◆ What is being asked: Please convert the lines of the listing below into a JSON list of strings, one string per line and no blank lines, beginning at the line that has "Reviewer note: verify that every instance of the man" and stopping after the line that has "<point>518,506</point>".

** begin **

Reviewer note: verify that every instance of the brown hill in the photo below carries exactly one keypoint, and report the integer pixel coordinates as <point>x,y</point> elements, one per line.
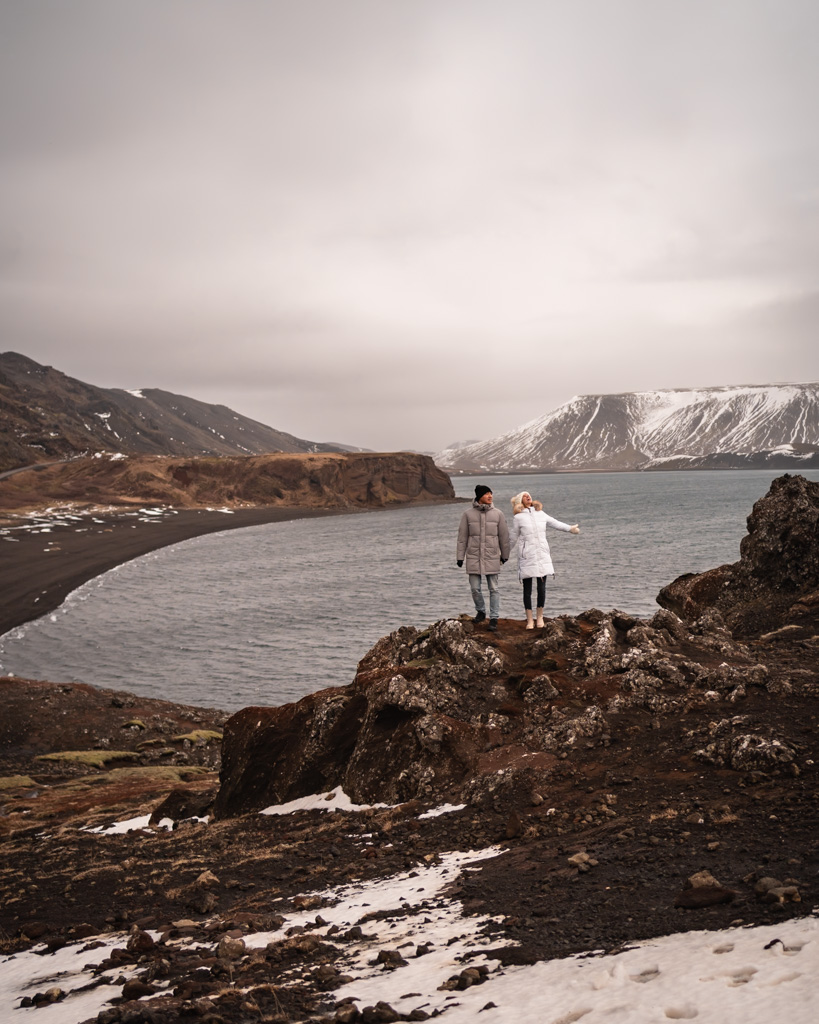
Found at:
<point>320,480</point>
<point>45,415</point>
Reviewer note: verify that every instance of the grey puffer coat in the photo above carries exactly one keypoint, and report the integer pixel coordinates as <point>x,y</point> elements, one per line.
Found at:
<point>482,539</point>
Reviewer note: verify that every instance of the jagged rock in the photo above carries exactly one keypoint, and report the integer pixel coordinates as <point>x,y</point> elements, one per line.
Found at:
<point>230,948</point>
<point>745,751</point>
<point>181,804</point>
<point>775,581</point>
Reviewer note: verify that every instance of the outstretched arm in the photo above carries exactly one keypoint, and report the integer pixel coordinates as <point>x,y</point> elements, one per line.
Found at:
<point>557,524</point>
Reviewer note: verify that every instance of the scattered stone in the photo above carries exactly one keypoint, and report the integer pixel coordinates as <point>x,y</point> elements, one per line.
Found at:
<point>230,948</point>
<point>583,861</point>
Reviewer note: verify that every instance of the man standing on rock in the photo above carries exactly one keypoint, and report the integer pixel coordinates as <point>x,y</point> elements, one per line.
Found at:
<point>483,543</point>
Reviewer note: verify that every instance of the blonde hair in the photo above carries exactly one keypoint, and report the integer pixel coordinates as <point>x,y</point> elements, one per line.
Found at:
<point>518,506</point>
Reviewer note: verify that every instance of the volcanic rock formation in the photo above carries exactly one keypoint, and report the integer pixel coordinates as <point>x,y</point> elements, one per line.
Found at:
<point>775,584</point>
<point>455,714</point>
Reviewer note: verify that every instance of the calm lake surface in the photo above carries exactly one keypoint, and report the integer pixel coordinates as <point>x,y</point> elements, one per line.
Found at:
<point>266,614</point>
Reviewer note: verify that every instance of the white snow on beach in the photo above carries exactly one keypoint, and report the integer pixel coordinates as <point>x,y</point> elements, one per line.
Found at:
<point>741,975</point>
<point>763,975</point>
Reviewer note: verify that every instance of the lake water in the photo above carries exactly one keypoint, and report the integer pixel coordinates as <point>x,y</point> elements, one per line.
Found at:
<point>266,614</point>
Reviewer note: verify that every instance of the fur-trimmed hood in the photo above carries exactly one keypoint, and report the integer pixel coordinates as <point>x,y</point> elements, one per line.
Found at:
<point>517,503</point>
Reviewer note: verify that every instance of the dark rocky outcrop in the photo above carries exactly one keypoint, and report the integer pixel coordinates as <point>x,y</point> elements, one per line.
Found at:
<point>775,584</point>
<point>457,714</point>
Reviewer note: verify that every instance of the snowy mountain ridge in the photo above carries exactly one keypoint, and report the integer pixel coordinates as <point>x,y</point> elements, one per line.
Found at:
<point>774,425</point>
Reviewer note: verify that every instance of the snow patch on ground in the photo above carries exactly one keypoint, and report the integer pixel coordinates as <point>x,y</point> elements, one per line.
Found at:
<point>336,800</point>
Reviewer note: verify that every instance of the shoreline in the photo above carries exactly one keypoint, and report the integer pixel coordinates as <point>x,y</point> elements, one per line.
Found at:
<point>41,566</point>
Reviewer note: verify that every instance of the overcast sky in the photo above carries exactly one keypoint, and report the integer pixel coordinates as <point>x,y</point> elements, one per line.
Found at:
<point>400,223</point>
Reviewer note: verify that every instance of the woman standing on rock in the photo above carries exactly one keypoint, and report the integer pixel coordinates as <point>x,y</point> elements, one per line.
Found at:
<point>534,559</point>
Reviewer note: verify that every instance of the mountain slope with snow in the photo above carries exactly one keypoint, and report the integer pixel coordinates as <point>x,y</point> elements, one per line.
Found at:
<point>773,425</point>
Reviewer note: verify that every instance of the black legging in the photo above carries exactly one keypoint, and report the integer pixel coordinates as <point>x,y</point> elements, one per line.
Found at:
<point>527,592</point>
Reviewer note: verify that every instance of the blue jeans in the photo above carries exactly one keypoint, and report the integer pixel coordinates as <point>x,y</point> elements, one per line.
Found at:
<point>477,595</point>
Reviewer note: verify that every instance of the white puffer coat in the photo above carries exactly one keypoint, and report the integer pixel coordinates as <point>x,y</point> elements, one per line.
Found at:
<point>528,532</point>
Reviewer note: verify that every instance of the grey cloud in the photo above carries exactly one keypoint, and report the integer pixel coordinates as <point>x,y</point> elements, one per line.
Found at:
<point>405,223</point>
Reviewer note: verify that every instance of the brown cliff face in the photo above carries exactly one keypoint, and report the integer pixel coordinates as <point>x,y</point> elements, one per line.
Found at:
<point>776,581</point>
<point>320,480</point>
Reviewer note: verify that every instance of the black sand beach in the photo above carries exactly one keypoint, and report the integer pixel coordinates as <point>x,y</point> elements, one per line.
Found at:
<point>39,569</point>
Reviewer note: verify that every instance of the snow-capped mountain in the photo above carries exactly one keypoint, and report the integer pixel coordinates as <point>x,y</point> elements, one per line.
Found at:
<point>774,425</point>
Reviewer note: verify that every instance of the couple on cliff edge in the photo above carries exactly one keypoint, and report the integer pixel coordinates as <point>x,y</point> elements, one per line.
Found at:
<point>485,542</point>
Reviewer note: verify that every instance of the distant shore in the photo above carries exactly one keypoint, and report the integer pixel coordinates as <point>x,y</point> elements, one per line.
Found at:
<point>39,570</point>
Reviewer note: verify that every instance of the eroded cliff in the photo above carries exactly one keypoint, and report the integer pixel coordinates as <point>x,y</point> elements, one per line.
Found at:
<point>318,480</point>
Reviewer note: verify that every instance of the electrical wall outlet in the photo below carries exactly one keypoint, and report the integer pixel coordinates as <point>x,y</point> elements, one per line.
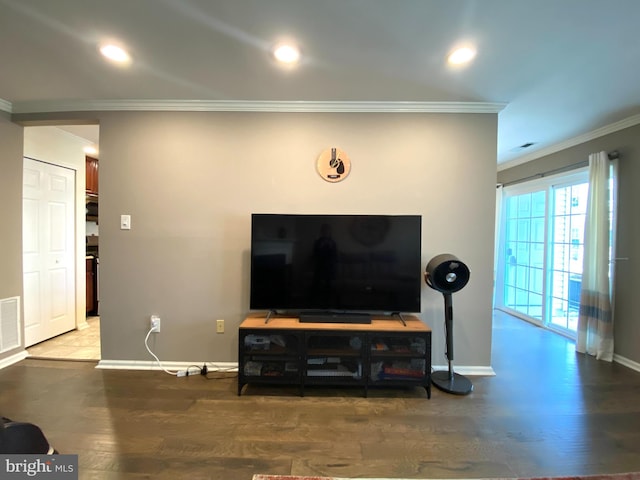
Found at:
<point>154,323</point>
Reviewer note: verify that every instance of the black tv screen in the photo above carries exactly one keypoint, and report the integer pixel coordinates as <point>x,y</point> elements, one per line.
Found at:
<point>341,263</point>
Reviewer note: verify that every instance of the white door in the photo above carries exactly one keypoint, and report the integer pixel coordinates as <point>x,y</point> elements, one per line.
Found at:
<point>48,198</point>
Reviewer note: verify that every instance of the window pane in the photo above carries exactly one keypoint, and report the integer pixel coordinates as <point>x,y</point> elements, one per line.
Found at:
<point>538,200</point>
<point>537,230</point>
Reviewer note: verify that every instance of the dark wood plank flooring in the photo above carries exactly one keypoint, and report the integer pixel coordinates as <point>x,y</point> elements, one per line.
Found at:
<point>548,411</point>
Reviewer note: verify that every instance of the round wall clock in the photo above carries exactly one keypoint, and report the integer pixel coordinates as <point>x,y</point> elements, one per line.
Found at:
<point>333,165</point>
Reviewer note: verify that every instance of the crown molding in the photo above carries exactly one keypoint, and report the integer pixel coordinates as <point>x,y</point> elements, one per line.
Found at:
<point>255,106</point>
<point>572,142</point>
<point>5,106</point>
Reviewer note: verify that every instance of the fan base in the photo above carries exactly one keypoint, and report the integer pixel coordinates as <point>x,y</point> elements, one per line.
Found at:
<point>451,383</point>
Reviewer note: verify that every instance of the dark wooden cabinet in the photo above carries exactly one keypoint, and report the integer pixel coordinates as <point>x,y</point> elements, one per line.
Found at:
<point>286,352</point>
<point>91,165</point>
<point>92,285</point>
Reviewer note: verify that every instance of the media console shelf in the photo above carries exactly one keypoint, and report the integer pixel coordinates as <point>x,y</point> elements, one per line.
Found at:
<point>285,351</point>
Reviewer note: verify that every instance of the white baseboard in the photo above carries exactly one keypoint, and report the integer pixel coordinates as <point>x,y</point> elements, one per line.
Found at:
<point>626,362</point>
<point>468,370</point>
<point>11,359</point>
<point>171,366</point>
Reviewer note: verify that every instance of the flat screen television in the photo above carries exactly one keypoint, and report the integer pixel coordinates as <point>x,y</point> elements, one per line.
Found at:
<point>336,263</point>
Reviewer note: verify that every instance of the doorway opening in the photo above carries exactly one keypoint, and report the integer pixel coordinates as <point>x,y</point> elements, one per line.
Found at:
<point>64,146</point>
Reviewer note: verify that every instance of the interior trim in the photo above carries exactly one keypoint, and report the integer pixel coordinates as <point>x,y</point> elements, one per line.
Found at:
<point>468,370</point>
<point>572,142</point>
<point>153,365</point>
<point>254,106</point>
<point>11,359</point>
<point>5,106</point>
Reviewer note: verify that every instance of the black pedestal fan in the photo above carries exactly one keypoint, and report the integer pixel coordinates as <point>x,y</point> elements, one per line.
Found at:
<point>446,274</point>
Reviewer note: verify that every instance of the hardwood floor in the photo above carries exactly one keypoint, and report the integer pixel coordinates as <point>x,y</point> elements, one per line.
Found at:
<point>75,345</point>
<point>548,411</point>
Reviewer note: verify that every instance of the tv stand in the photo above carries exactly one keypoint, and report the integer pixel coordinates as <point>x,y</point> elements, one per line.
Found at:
<point>334,317</point>
<point>382,353</point>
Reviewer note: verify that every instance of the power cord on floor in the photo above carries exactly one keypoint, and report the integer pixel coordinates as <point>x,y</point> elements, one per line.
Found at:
<point>193,369</point>
<point>219,372</point>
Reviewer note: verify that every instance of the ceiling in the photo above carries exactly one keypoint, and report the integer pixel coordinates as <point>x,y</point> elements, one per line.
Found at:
<point>554,69</point>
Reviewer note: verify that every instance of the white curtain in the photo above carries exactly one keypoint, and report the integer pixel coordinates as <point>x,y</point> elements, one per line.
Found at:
<point>595,322</point>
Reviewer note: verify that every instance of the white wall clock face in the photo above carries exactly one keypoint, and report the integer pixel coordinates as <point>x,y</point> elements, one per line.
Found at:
<point>333,165</point>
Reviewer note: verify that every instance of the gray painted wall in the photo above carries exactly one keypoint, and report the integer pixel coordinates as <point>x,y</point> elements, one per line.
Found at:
<point>11,211</point>
<point>191,180</point>
<point>627,278</point>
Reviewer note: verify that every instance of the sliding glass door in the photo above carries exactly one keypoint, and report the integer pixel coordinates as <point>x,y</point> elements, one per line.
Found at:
<point>540,255</point>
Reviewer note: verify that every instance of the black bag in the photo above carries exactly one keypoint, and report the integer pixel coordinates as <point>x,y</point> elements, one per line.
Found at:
<point>23,438</point>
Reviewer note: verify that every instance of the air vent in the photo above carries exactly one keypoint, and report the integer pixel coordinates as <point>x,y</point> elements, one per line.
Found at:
<point>9,324</point>
<point>524,146</point>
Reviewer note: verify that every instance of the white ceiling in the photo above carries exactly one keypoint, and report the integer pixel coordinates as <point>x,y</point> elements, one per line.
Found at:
<point>562,67</point>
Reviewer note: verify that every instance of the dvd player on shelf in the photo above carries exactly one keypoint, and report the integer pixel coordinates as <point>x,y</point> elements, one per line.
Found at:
<point>334,317</point>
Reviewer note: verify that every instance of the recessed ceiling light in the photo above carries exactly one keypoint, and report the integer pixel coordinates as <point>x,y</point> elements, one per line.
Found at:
<point>115,53</point>
<point>286,53</point>
<point>461,56</point>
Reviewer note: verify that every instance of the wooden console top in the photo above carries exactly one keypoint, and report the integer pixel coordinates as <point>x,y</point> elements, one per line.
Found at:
<point>382,324</point>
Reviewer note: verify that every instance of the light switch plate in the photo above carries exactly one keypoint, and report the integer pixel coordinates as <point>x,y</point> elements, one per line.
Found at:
<point>125,222</point>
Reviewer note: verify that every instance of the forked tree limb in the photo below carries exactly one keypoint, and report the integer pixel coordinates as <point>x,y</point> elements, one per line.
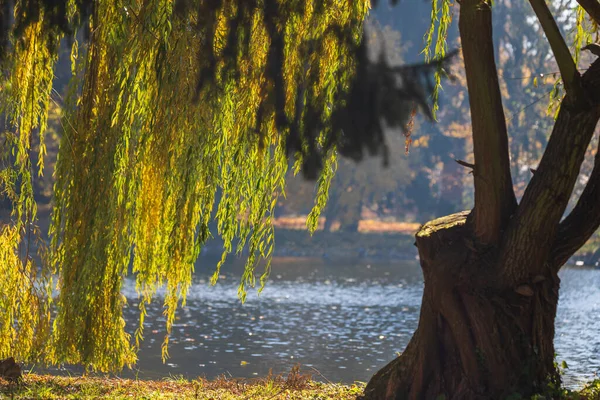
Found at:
<point>494,196</point>
<point>533,231</point>
<point>564,59</point>
<point>592,7</point>
<point>581,223</point>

** end **

◆ Worked answer:
[
  "Reviewer note: verify that every instance of the man standing on rock in the photo above carries exactly one keypoint, and report the integer pixel coordinates as <point>x,y</point> elements, one per line.",
  "Found at:",
  "<point>483,543</point>",
  "Reviewer note: verify that every instance of the blonde hair in the photo above carries exactly one keypoint, and report the integer pixel coordinates as <point>x,y</point> elements, one per line.",
  "Found at:",
  "<point>518,506</point>"
]